• Stated goal: Copy out the listing from the line containing "board. Report pixel corners as JSON arrays." down to the line containing "[[346, 234, 443, 252]]", requests included, multiplying every box coordinate in the answers by 1.2 and rounding to whole numbers, with halves rounded up. Leave the numbers in the requests and their format samples unchanged.

* Begin Material supplied *

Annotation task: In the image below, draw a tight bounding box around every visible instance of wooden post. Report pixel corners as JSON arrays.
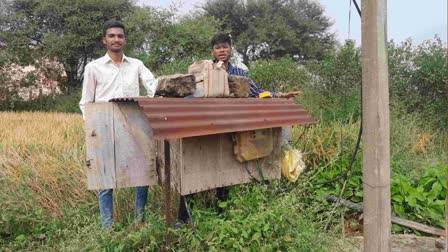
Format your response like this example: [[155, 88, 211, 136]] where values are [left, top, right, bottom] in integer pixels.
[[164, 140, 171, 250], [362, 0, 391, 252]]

* End Material supplied *
* Begin Material supplied *

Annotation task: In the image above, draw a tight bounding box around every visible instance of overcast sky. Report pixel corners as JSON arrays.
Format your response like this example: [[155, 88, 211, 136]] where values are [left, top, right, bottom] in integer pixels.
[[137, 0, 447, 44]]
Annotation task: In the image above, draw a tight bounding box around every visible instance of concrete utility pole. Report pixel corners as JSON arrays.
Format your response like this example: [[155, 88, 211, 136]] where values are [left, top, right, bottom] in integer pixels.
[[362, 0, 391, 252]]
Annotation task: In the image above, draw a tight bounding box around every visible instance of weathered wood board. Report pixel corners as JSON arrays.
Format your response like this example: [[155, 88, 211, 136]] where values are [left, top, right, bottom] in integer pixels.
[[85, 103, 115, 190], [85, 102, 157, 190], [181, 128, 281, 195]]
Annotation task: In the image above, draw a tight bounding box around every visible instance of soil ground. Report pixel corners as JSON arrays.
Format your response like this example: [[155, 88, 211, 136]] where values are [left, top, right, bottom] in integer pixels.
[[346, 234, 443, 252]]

* End Material supplied *
* Begin Material supplied *

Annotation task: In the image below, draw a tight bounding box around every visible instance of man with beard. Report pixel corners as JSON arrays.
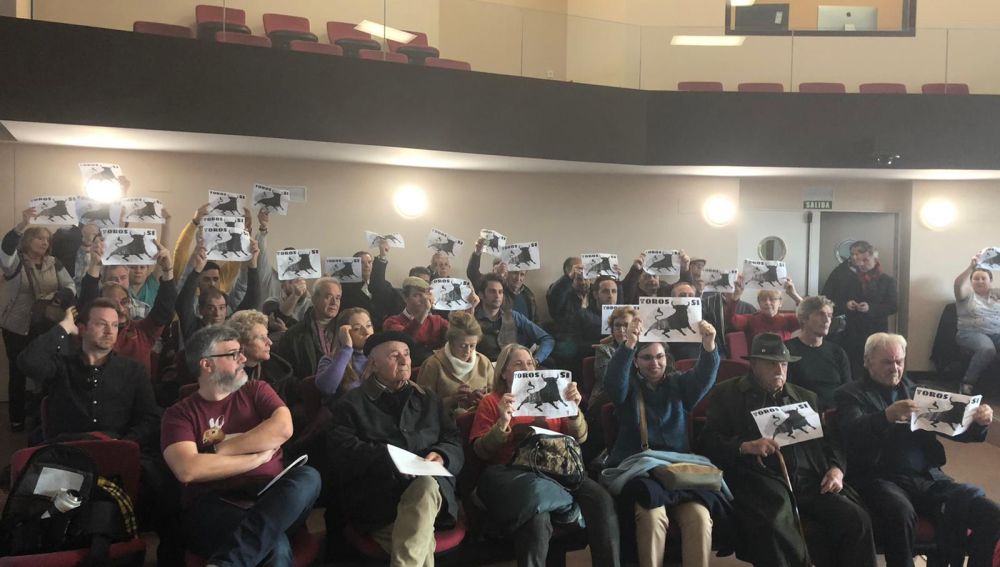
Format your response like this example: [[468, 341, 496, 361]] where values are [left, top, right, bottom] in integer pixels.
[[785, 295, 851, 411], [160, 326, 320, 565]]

* End Material supplied *

• Output of the exercise:
Annotation task: In the image above, draw a tight bounding box around every visible instance of weathered wood board. Report pixel corners as JSON arrays.
Format your response like this example: [[155, 88, 211, 136]] where values are [left, top, right, bottom] in integer pixels.
[[102, 124, 138, 228], [102, 122, 188, 228], [217, 154, 337, 234]]
Annotation task: In the image above, draw a tight bounding box around every visible instance of soil ground. Report pixel corners as JSON arrays.
Format your response like this example: [[155, 88, 211, 136]] where values are [left, top, right, bottom] in integer pixels.
[[415, 281, 532, 302]]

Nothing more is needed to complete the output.